With the technique of appending redundancy codes to logical data blocks (sectors), in order to write a redundancy code together with data into a given sector, it is necessary to increase the size of the sector by the equivalent of the redundancy code in addition to the normal data, which presumes that the magnetic disk has variable sector length. A resulting problem is that the technique is not applicable to fixed-sector length disks having fixed sector length, for example, the ATA disks that are widely used in disk array devices in recent years.
With the foregoing in view, there is need, in a disk array device comprising a plurality of disks of fixed sector length, to ensure that data being written and data being read have integrity.
The invention in a first aspect thereof for addressing the aforementioned problem provides a disk array device for distributed management of data in a plurality of disk devices. The disk array device pertaining to the first aspect of the invention comprises a data sending/receiving module for sending and receiving data, a plurality of disk devices having fixed sector length, wherein the plurality of disk devices stores data and redundancy information for securing contents and data store location respectively in different disk devices, and an access control module for executing data and information read/write operations to and from said disk devices.
According to the disk array device pertaining to the first aspect of the invention, data, and redundancy information are stored respectively in different disk devices, whereby the integrity of read data or write data can be ensured, even in a disk array device composed of a plurality of disk devices with fixed sector length.
The invention in a second aspect thereof provides a disk array device for distributed writing of data to N (where N is 4 or a greater natural number) of disk devices having fixed sector length. The disk array device pertaining to the second aspect of the invention comprises a data sending/receiving module for sending and receiving data; a write storage unit data generating module for generating storage unit data of predetermined distribution size using data received by said data sending/receiving module; a first error correction information generating module for generating first error correction information using write data for writing to N-2 said disk devices from among said generated storage unit data; a second error correction information generating module for generating second error correction information using storage unit data written respectively to said N-2 disk devices, and attributes of said storage unit data; and a write module for writing said storage unit data and said first and second error correction information separately to said plurality of disk devices.

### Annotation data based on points
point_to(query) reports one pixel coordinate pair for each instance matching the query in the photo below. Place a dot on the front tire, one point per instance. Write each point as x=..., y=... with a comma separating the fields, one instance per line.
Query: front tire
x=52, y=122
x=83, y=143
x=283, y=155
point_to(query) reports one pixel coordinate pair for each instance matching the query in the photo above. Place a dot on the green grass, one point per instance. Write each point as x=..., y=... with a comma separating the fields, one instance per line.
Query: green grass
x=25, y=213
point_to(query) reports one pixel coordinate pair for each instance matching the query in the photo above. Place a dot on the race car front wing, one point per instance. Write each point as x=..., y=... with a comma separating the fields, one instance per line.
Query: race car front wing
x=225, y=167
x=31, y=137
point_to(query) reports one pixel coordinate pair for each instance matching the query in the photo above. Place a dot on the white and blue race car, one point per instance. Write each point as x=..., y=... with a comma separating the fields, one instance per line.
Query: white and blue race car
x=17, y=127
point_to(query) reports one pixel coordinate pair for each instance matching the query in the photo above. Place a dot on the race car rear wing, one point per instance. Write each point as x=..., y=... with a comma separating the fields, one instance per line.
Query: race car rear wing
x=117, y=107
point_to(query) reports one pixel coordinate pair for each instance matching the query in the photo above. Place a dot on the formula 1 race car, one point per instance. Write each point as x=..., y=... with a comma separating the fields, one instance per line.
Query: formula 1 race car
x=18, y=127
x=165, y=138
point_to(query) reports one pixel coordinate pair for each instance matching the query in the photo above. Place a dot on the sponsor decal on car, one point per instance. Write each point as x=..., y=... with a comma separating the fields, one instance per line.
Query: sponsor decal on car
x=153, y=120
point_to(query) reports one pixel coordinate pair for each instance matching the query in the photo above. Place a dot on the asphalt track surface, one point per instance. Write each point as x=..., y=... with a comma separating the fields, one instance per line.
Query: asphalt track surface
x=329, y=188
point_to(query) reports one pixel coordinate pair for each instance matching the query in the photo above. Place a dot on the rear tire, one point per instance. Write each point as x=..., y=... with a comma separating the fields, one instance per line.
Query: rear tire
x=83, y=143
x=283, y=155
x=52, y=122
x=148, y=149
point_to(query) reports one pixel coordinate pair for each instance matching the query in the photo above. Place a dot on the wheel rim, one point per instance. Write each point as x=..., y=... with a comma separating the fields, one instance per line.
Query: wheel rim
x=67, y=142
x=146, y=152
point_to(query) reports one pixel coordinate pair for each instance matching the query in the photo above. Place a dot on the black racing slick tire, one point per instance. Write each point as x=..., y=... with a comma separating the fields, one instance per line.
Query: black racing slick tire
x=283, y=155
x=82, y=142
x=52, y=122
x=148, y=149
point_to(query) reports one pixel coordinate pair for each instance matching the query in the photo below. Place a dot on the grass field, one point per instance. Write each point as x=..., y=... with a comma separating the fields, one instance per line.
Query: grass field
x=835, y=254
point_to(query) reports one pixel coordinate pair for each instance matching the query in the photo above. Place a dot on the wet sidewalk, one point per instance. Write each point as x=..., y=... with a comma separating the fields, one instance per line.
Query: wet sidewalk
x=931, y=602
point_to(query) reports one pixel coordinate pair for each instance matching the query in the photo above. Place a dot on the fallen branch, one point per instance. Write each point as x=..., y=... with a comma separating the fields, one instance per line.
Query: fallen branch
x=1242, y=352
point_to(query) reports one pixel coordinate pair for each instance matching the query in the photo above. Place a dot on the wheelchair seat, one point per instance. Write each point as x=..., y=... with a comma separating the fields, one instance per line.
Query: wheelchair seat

### Direction
Carry on the passage about disk arrays with fixed sector length, picking up after its final sentence. The records have no connection to the passage on disk arrays.

### Output
According to the disk array device pertaining to the second aspect of the invention, data, error detection/correction information, and redundancy information are stored respectively in separate disk devices, whereby the integrity of read data or write data can be ensured, even in a disk array device composed of a plurality of disk devices with fixed sector length.
The invention in a third aspect thereof provides a method of controlling a disk array device for distributed management of a plurality of disk devices composed of disk devices having a plurality of storage areas of the same given size. The method of controlling a disk array device pertaining to the third aspect of the invention involves using data received from an external host computer to generate a plurality of storage unit data for distributed storage in storage areas of said disk devices; using said storage unit data which is included in a unit storage sequence formed by storage areas of disk devices making up said plurality of disk devices, to generate error detection/correction information; using said unit storage data stored in said one storage area in a said disk device and attributes of the unit storage data to generate redundancy information; and writing said generated unit storage data, error detection/correction information, and redundancy information separately to said memory area of said disk devices making up said unit storage sequence.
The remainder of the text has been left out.